Production costs appear to have been so low they could be recouped by targeting the few fanboys who get tingly at hints that Blade will be someday be part of the Marvel Cinematic Universe. But those who come in because Snipes dominates the movie's poster will be puzzled to see how little he contributes to the pic, in which his character isn't even really the protagonist. That would be Gabe (Dave Annable), who, until family tragedy sidelined him, was the mastermind of the government's secret "Temple" project: He ran supercomputers that use AI not just to ferret out lies but to read the minds of baddies in the interrogation chair. In a scene that laughably demonstrates the Temple's powers, a single drop of stress-sweat is enough to let Gabe announce: "He's lying — he's visualizing a set of numbers," before reading a bank account number off, easy as pie.
An abandoned prison repurposed for one of these Temples has just gone offline, with its staff not responding to calls from outside, so Snipes' Isaac convinces his old buddy Gabe to help figure out what's up. Their team enters the site, looking for the soldiers meant to staff it, and Act I consists mostly of boring shots of empty hallways, with people opening office doors and saying "Clear." All snark aside, it's surprising how long this goes on.

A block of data
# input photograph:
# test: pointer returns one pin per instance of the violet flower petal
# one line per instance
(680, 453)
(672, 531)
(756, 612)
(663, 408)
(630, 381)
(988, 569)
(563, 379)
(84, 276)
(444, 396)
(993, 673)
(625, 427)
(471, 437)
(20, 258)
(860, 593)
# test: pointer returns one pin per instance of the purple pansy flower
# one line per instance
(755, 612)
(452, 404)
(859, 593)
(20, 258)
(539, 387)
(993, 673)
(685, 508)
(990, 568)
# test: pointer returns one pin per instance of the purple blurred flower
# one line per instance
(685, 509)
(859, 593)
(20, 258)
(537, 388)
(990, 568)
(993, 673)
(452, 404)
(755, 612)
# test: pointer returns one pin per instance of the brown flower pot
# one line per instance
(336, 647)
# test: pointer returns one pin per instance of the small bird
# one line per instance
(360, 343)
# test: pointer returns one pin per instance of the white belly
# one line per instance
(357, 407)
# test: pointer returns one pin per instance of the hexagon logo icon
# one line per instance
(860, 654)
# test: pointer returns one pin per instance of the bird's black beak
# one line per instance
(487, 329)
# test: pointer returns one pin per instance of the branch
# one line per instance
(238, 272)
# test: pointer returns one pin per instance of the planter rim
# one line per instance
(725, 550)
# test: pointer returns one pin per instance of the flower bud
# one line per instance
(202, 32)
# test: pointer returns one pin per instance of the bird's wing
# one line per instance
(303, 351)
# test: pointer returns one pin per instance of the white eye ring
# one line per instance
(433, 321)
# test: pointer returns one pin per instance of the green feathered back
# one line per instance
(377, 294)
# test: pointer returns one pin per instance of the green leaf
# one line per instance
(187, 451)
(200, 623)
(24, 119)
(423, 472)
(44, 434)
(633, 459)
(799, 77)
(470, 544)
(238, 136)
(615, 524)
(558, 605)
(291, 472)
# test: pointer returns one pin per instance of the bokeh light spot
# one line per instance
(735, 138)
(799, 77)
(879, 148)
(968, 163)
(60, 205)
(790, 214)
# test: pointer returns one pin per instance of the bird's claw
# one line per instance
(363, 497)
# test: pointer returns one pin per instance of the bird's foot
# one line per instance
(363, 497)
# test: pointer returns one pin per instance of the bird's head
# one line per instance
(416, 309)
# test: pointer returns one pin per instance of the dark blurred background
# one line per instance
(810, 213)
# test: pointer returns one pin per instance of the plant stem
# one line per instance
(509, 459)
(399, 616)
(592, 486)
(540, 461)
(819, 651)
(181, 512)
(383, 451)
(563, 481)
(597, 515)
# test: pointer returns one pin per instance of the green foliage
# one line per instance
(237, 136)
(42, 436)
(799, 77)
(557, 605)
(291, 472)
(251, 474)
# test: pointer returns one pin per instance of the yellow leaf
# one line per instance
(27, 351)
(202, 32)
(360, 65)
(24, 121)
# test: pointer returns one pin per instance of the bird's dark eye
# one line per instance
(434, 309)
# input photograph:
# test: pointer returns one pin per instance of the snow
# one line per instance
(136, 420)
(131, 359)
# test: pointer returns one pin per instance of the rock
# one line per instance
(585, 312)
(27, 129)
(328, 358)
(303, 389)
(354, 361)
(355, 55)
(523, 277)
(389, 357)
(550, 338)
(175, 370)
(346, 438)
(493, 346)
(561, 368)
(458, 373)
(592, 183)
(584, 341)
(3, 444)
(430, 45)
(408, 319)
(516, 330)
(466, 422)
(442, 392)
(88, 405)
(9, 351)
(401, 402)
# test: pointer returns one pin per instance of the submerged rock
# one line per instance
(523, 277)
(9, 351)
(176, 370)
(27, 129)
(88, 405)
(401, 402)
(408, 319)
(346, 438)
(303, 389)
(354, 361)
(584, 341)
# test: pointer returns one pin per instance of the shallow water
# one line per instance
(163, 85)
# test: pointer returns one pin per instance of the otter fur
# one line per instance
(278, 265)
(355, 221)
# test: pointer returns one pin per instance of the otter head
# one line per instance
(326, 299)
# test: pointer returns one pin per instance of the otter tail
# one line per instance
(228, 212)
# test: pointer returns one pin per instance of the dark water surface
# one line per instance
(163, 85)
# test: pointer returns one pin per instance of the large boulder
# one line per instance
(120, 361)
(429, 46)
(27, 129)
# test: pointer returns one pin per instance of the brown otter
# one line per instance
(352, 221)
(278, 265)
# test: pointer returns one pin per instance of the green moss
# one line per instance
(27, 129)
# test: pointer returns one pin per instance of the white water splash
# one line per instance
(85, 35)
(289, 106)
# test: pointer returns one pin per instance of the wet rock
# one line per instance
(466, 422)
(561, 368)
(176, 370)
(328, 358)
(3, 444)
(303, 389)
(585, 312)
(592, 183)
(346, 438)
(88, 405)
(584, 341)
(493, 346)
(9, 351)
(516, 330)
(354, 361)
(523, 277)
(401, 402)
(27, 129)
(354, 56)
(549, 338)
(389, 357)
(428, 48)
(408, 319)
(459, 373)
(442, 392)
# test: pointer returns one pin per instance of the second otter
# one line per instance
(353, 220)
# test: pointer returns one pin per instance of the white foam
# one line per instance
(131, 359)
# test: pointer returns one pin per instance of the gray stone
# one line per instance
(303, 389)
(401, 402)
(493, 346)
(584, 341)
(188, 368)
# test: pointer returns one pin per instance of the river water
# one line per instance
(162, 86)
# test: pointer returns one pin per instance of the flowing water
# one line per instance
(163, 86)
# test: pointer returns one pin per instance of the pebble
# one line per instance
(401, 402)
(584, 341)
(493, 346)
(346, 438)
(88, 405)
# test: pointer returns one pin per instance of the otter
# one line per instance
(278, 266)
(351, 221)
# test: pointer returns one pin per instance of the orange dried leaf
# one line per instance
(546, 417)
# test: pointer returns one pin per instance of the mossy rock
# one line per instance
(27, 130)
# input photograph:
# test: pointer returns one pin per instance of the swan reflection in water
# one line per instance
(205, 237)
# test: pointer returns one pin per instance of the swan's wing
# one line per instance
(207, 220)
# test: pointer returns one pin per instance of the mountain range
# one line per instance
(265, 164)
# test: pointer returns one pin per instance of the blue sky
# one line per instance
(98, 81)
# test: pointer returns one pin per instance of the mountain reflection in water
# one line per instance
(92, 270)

→ GOAL OF THE EXERCISE: Please copy out the whole film review word for word. The rows stand apart from the review and are separate material.

→ CORRECT OUTPUT:
Production costs appear to have been so low they could be recouped by targeting the few fanboys who get tingly at hints that Blade will be someday be part of the Marvel Cinematic Universe. But those who come in because Snipes dominates the movie's poster will be puzzled to see how little he contributes to the pic, in which his character isn't even really the protagonist. That would be Gabe (Dave Annable), who, until family tragedy sidelined him, was the mastermind of the government's secret "Temple" project: He ran supercomputers that use AI not just to ferret out lies but to read the minds of baddies in the interrogation chair. In a scene that laughably demonstrates the Temple's powers, a single drop of stress-sweat is enough to let Gabe announce: "He's lying — he's visualizing a set of numbers," before reading a bank account number off, easy as pie.
An abandoned prison repurposed for one of these Temples has just gone offline, with its staff not responding to calls from outside, so Snipes' Isaac convinces his old buddy Gabe to help figure out what's up. Their team enters the site, looking for the soldiers meant to staff it, and Act I consists mostly of boring shots of empty hallways, with people opening office doors and saying "Clear." All snark aside, it's surprising how long this goes on.